■ Provided information
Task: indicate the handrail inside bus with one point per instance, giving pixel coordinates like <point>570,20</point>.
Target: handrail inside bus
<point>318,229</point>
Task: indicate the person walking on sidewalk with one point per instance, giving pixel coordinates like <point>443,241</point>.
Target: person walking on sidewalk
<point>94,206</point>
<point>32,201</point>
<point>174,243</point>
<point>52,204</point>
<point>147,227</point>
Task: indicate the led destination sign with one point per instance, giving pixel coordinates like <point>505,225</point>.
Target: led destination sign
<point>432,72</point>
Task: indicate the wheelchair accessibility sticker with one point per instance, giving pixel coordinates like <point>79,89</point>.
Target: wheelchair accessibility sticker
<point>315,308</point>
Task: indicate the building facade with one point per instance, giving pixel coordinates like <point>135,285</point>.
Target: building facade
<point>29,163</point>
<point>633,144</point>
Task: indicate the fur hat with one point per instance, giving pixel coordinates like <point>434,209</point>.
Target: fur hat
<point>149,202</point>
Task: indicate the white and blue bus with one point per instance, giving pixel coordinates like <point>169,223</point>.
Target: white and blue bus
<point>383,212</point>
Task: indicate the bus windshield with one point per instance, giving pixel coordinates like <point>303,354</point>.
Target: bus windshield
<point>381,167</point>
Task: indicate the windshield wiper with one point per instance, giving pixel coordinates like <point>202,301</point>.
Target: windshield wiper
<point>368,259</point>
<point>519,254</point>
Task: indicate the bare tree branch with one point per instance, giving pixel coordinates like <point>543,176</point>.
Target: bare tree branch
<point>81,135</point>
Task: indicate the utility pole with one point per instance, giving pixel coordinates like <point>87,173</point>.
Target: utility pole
--
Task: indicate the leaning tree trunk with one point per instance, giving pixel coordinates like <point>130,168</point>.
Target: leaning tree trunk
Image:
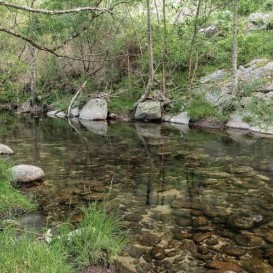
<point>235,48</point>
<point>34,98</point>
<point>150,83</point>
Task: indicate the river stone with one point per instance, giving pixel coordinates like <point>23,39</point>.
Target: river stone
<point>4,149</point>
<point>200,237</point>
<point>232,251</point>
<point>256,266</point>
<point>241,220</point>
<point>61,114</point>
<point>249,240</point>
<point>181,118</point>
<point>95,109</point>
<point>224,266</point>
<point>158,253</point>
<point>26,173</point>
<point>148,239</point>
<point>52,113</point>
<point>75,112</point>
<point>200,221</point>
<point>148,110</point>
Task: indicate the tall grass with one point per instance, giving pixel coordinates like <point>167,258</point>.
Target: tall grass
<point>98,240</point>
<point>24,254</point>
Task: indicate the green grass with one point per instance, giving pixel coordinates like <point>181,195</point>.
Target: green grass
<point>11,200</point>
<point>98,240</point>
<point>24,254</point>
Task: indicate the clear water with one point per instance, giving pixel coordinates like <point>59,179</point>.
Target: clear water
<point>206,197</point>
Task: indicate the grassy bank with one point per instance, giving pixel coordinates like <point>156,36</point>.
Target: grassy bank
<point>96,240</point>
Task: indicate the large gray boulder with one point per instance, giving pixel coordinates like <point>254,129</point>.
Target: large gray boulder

■ What you have to do
From the items above, return each line containing the word "person", copied in full.

■ Final answer
Task: indicate the person walking on sidewalk with one point per instance, giving pixel coordinates like <point>443,241</point>.
Target: person walking on sidewalk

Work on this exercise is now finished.